— begin Given information —
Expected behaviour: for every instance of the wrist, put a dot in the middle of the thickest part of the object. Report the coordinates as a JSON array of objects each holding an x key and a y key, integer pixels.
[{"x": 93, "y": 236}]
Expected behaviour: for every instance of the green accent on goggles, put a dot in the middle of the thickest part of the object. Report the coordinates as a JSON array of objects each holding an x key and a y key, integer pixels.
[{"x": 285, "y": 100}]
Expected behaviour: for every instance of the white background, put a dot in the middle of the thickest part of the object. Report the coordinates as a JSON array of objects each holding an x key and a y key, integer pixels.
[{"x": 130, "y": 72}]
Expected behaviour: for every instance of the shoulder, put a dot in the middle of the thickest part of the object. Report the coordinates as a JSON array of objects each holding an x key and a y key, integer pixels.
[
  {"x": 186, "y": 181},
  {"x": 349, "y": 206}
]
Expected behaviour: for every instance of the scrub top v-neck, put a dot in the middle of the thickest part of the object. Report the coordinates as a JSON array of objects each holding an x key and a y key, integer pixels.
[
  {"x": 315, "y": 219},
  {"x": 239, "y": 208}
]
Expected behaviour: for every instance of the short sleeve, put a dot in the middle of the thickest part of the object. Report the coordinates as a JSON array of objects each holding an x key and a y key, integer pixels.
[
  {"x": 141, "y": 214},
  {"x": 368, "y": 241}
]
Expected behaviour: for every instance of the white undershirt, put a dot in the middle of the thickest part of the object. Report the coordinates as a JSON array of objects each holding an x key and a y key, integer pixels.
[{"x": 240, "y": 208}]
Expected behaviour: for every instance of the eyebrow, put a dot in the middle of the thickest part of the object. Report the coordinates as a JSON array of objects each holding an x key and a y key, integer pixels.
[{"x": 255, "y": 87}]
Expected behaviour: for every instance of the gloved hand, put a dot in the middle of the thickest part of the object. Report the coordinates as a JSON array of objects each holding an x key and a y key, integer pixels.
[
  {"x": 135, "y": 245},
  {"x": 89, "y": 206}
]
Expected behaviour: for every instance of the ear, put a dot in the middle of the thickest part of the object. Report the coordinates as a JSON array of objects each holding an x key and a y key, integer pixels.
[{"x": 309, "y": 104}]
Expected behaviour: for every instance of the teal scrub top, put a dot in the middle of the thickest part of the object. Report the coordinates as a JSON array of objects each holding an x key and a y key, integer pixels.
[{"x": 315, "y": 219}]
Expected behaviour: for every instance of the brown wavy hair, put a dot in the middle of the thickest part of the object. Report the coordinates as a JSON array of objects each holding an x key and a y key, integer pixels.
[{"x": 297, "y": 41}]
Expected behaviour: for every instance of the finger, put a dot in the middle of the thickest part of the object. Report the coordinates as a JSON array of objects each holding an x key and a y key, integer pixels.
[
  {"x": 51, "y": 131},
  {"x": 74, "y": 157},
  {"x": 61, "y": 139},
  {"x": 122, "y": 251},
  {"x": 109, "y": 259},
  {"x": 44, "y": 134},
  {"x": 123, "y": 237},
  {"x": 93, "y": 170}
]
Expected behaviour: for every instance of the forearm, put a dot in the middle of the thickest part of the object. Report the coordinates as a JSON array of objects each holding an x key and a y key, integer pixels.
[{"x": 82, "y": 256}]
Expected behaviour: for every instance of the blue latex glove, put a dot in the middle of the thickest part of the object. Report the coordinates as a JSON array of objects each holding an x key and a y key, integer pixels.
— end Given information —
* _Objective_: Return the entries above exactly as they appear.

* _Full solution_:
Expected behaviour: for every instance of the wrist, put a dot in the middle of the thickest part of the object. Report the coordinates as a JSON array of objects each holding an x key and a y key, integer pixels.
[{"x": 93, "y": 236}]
Expected behaviour: for every instance of the green accent on goggles, put a dot in the middle of the thickest part of the object. Report the coordinates as a JSON array of objects each holding an x key and a y key, integer pixels.
[{"x": 285, "y": 100}]
Expected behaviour: for every instance of the white background, put a dot in the middle of the thickest part of the object. Report the coordinates as a JSON array of objects each holding an x key and a y key, integer pixels.
[{"x": 130, "y": 72}]
Expected behaviour: for every instance of the shoulder, put a dot in the middle of the thickest part of the object. Report the coordinates as a JSON array of objects each holding an x key and a y key, integer pixels.
[
  {"x": 186, "y": 181},
  {"x": 349, "y": 206}
]
Expected behaviour: for every instance of the scrub top v-neck, put a dot in the middle of the thickest part of the object. Report the coordinates as a JSON array of objects each holding an x key and a y key, integer pixels.
[
  {"x": 315, "y": 219},
  {"x": 239, "y": 208}
]
Expected behaviour: for every instance of the short sleeve, put a dot in the middle of the thickest part of the object. Report the coordinates as a JSON array of objects each holding an x key and a y key, integer pixels.
[
  {"x": 141, "y": 214},
  {"x": 368, "y": 241}
]
Expected behaviour: for every instance of the white undershirt, put a dot in the middle of the thickest part of the object. Report the coordinates as a JSON array of objects each holding an x key and a y key, integer pixels.
[{"x": 240, "y": 208}]
Expected behaviour: for every instance of the eyebrow, put a dot in the middle of the thickest part of the object. Report the coordinates as a JSON array of objects each holding an x key and a y key, integer pixels.
[{"x": 255, "y": 87}]
Expected behaviour: for every instance of the gloved hand, put a dot in the middle of the thickest part of the object. Report the coordinates as a JSON array of objects each holding an x key and a y key, integer pixels.
[
  {"x": 135, "y": 245},
  {"x": 89, "y": 206}
]
Expected behaviour: for every instance of the ear, put a dot in the middle of the thickest part of the object. Report the coordinates as a JSON array of objects each holding an x key and a y key, integer pixels.
[{"x": 309, "y": 104}]
Expected behaviour: for every instance of the teal scrub top, put a dot in the middle of the thickest part of the object. Report the coordinates as a JSON array of objects each holding an x key and a y key, integer pixels.
[{"x": 315, "y": 219}]
Expected behaviour: for every instance of the brown wavy hair, put a dot in the middle of the thickest part of the object. Report the coordinates as a JSON array of objects each holding an x key and a y key, integer pixels.
[{"x": 297, "y": 41}]
Expected behaviour: for every instance of the finger, put a dot in the middle of the thickest part of the object. Report the coordinates as a JSON array of objects each holding an x key and a y key, integer pixels.
[
  {"x": 51, "y": 131},
  {"x": 74, "y": 157},
  {"x": 61, "y": 139},
  {"x": 122, "y": 251},
  {"x": 109, "y": 259},
  {"x": 44, "y": 134},
  {"x": 123, "y": 237},
  {"x": 93, "y": 170}
]
Expected behaviour: for every instance of the forearm, put a dot in the middle of the thickest part of the object. Report the coordinates as a JSON array of objects each holding an x key and a y key, integer pixels.
[{"x": 82, "y": 256}]
Expected behaviour: for every instance of the blue latex glove, put a dot in the middle of the thickest part of the object. Report the coordinates as a JSON array of objects each holding an x key and a y key, integer pixels.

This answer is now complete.